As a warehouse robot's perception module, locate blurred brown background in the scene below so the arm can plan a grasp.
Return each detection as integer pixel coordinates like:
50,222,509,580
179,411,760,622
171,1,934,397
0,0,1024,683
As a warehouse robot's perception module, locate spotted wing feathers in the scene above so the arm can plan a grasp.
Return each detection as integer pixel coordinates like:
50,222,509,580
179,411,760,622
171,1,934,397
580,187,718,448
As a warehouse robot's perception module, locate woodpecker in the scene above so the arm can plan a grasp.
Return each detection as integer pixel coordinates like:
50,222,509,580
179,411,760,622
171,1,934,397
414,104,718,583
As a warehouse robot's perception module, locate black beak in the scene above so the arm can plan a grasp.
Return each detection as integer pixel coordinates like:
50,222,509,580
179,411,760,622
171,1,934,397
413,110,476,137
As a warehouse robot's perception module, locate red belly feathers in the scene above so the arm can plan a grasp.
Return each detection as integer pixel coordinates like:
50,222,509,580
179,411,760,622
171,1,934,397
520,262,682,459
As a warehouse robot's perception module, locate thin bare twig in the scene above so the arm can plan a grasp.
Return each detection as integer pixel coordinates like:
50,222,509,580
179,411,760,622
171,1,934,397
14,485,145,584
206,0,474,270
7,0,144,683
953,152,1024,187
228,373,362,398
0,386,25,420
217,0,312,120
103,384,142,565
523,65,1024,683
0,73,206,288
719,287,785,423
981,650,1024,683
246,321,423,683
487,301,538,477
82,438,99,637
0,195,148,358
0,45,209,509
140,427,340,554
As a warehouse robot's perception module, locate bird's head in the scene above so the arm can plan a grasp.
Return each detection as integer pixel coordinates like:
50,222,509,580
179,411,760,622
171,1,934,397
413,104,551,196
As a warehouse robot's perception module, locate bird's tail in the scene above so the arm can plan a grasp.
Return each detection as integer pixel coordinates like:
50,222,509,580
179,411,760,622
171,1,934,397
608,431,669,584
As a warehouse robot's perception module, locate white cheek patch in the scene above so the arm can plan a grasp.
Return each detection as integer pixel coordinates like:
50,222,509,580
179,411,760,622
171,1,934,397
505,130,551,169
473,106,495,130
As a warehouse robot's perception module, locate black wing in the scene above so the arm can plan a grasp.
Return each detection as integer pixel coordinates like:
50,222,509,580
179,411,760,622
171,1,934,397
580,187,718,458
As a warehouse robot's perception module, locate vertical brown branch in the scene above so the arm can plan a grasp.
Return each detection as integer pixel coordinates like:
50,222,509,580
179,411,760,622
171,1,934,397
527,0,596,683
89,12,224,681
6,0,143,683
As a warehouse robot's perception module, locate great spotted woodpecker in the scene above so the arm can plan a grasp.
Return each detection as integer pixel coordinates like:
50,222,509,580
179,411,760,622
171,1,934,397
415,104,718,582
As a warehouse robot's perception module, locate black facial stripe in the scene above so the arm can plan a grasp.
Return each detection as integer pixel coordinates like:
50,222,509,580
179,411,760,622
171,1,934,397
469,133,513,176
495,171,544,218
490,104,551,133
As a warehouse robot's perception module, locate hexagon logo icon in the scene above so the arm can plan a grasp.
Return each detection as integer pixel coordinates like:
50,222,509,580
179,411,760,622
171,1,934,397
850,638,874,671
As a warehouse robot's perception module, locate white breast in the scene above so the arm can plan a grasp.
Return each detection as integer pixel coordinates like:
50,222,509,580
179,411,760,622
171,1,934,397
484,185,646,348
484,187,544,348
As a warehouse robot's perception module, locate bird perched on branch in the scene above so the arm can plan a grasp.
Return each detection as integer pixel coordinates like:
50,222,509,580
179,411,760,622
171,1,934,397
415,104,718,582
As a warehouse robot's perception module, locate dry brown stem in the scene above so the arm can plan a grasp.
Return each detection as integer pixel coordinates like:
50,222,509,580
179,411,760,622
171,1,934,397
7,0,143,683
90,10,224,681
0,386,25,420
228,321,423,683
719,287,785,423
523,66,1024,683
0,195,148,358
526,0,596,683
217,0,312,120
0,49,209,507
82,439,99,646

▬▬▬

Task goal: Copy the data above word for word, starting at the line containing "As a warehouse robot's perception module, locate black facial" and continuing through the last line of the data.

Answer to this task:
As a warehouse robot's perception module, locate black facial stripe in the scene above so the arm can plan a grasp.
Return each detection as integer pixel coordinates like:
50,222,509,580
179,411,760,622
171,1,934,397
469,133,513,176
495,171,544,218
490,104,551,133
As a warehouse robot's perception module, locate hexagon logo icon in the scene above so the arm can plan a grasp.
Return each detection as integer pixel coordinates like:
50,222,509,580
179,411,760,622
171,1,934,397
850,638,874,671
As a warehouse robot's perception module, locate white breast in the scene above so the arm can plan a grasp.
Return each detection as integer pixel coordinates like:
50,222,509,580
179,411,760,622
171,1,934,397
484,185,646,348
484,187,544,348
As a warehouse robot's perception module, locate bird perched on branch in the scene above so the arm can plan a grasp.
Return each detection as integer pixel coordinates like:
50,222,509,580
179,411,760,622
171,1,934,397
415,104,718,582
As a warehouse robot's perception module, locate dry brown stem in the scene above so the arm can plan a grasp.
Return each detection as integer pixel coordinates like:
50,222,509,580
179,411,760,622
171,1,934,397
7,0,143,683
90,10,224,681
0,386,25,420
228,321,423,683
719,287,785,423
523,66,1024,683
0,195,148,358
526,0,596,683
217,0,312,120
0,49,209,507
82,439,99,646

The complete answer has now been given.